◆ Activity list
[1] In the passage about Mr. Plumbum, what do the neighborhood boys call him?
[2] Continue the passage about Mr. Plumbum from its last sentence.

◆ Page extract
* * * *

He has had a variety of pains, sometimes simple pricking and sometimes tearing and crushing, mingled with violent darts. At times the bones felt as though they were being broken, or scraped; then the pain lessens, only to begin again. The pain may be superficial or deep seated and quite impartial as to location, attacking anywhere – skin, muscles, bones and nerves often wandering from one part of his body to another. If he moves or is cold, it usually brings on the attacks; yet though motion increases his pains, he frequently changes position.

Mrs. Plumbum broods in melancholy over Mr. Plumbum’s slowness. She wishes he would hurry, for, when he goes out on an errand, it seems as though he would never return. But if poor Mr. Plumbum does exert himself out of doors to hurry all the way home, it hurts his head, and makes his mental and emotional symptoms worse. His head gets hot, while his hands and feet become cold as ice. His face grows as pale as death and the neighbourhood boys call him the walking corpse. He doesn’t dare to go to the theatre, to a political meeting, or to church for a crowd often causes him to faint. That frightens people into thinking that he is dead, until Mr. Ammonium Carb who is usually present, understands and revives him.

Mr. Plumbum has suffered from constipation almost all of his life. It began spasms when he was a child. Then his mother physicked (To dose with medicine especially cathartic or laxative) him and he went from bad to worse. His stools were little hard balls, sometimes ash-gray, but generally black or dark green.

* * * *

◆ Segmentation mask data

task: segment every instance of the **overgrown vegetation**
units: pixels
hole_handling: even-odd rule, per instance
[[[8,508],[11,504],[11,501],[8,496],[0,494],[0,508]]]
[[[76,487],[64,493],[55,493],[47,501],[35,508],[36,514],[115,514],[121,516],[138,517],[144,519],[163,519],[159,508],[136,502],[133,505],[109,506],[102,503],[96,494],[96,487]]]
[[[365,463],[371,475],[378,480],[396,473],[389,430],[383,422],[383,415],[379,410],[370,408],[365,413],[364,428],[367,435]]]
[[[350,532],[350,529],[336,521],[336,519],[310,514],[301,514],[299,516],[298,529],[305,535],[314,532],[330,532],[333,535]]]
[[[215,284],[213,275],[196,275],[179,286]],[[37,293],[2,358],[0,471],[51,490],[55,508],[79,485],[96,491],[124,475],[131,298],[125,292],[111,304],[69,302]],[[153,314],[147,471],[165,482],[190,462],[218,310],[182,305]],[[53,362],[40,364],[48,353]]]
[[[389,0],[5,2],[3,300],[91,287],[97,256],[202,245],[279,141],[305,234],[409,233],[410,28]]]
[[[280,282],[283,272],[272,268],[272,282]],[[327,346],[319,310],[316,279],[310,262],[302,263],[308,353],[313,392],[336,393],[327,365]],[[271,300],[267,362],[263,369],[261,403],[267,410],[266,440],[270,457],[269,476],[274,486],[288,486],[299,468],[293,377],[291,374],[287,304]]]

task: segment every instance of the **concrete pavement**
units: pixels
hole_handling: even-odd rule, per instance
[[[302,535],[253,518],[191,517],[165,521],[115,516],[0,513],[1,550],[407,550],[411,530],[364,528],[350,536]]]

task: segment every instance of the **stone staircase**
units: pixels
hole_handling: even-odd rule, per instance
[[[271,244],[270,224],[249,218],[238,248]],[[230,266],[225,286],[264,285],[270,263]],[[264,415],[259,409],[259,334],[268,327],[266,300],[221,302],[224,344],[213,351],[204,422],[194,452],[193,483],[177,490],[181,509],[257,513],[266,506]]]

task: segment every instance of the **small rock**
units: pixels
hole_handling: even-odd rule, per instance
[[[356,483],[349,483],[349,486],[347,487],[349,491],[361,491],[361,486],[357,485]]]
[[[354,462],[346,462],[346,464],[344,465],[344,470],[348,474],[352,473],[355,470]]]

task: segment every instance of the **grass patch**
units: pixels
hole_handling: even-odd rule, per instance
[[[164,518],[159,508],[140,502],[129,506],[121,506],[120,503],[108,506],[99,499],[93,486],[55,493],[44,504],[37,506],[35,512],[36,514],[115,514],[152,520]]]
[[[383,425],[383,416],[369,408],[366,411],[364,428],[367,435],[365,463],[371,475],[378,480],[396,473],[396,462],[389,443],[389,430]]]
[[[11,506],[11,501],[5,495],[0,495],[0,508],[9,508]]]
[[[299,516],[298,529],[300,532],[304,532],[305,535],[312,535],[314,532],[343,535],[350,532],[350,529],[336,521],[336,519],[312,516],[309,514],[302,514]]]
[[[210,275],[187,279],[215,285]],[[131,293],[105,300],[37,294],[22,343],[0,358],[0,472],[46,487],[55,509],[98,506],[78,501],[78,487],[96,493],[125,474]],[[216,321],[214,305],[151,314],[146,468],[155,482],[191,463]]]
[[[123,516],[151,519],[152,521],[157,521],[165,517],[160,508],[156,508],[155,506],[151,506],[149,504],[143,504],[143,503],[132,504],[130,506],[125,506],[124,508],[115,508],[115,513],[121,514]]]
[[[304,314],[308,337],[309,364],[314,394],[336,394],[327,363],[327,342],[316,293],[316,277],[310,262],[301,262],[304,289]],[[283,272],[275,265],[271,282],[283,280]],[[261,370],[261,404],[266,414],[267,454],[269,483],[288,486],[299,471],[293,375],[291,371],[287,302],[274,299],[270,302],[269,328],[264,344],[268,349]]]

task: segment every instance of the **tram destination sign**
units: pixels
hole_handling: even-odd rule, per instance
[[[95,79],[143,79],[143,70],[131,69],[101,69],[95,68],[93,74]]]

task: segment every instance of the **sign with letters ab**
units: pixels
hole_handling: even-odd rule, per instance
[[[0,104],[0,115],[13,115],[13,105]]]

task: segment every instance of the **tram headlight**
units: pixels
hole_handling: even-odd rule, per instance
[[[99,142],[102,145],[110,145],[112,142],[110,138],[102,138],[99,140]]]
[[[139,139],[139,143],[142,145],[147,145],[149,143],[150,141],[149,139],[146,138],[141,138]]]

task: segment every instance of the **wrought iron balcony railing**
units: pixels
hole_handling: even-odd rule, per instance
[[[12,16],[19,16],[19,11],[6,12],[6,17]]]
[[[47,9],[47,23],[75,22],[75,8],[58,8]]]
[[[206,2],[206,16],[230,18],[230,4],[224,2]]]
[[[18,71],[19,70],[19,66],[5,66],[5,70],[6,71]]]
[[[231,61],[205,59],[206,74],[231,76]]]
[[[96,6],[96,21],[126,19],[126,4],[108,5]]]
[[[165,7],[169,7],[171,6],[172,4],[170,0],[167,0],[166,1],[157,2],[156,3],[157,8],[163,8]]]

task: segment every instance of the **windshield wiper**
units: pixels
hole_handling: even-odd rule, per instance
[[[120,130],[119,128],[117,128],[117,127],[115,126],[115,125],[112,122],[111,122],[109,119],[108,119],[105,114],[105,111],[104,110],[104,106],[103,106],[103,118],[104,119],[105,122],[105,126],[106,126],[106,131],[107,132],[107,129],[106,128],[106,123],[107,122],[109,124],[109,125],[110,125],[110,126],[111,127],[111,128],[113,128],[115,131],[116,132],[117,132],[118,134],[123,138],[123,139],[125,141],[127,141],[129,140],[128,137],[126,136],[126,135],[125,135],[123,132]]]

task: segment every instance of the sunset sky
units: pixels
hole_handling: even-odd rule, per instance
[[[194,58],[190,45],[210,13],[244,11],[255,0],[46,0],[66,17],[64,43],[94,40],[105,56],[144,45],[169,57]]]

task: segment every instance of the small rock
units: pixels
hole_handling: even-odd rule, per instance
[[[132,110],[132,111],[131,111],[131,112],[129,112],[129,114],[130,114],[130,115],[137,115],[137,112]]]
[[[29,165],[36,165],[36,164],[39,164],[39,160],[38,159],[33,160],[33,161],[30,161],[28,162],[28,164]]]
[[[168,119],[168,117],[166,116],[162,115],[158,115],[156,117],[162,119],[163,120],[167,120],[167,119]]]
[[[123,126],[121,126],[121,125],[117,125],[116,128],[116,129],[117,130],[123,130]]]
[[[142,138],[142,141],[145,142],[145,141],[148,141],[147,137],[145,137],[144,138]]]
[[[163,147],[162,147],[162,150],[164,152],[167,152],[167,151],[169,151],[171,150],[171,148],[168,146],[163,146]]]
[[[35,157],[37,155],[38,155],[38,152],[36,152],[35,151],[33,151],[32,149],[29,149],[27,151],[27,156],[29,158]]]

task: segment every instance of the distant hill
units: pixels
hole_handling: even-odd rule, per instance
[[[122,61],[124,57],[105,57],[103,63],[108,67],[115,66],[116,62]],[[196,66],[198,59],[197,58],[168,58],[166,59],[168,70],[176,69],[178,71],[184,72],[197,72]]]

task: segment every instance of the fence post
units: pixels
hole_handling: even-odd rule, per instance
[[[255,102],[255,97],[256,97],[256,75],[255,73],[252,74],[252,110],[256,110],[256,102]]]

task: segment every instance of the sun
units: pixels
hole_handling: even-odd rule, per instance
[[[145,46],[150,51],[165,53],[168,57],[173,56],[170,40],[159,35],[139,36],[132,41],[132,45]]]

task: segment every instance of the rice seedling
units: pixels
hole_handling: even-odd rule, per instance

* * * *

◆ Your responses
[1] The walking corpse.

[2]
The constipation brings spasms of the rectum, constriction and retraction of the anus and excruciating pain. It is accompanied by an exceedingly painful drawing back from the naval toward the spine, when he isn’t constipated, Mr. Plumbum is likely to have diarrhea, from which he suffers as much as from constipation. His diarrhea is accompanied by violent colic, spasms of his abdominal muscles, long lasting tenesmus and convulsive drawing up of the anus. His stools are involuntary profuse, offensive, watery, bloody and slimy yellow or dark. At the same time he vomits violently.

Mr. Alumina sympathize with Mr. Plumbum in his attacks of constipation for he, too, has the difficult, hard, knotty stool. He, too, has the constriction of the rectum and tenesmus; also the colic. Mrs. Platina also sympathizes with Mr. Plumbum when he has these attacks. She knows just how colic and obstinate constipation feel and considers her shooting pains in the rectum before stool quite as bad as Mr. Plumbum’s painful retraction of the anus. Even the stupid Mrs. Opium sympathizes with Mr. Plumbum in his bowel trouble.

The Plumbum children have terrible convulsions. Unlike most children whose one convulsion causes a commotion, Mr. Plumbum’s children will have four or five paroxysms a day. They utter frightful shrieks, bite their tongues during the paroxysm and sometimes remain unconscious for an hour after the paroxysm is over. Occasionally they moan deeply toward the end of the convulsions. At times the convulsions alternate with pains in the limbs, stomach or bowels. One child’s limbs have been paralyzed since an attack of convulsions. One child, injured at birth, has suffered the effects of too depressed occiput, followed by lock-jaw.

Mrs. Opium is very sorry for the Plumbums. She thinks she understands all about convulsions, for her own children have both tonic and clonic spasms, often caused by fright. During convulsions, which often come during sleep, her children lose consciousness; their pupils become contracted; their breathing is heavy and spasmodic. Their faces and bodies become deadly pale. Sometimes they sob and their throats rattle. The spasms begin with a scream and end in a deep long-lasting sleep. Mrs. Opium is too stupid to see any difference between her own children’s convulsions and those of the Plumbums. If she could see a difference, she wouldn’t admit it.

Mr. Plumbum is emaciated, paralyzed and old before his years as the result of great suffering. His is a history of disease going from bad to worse, and so it will continue as long as he remains in this world.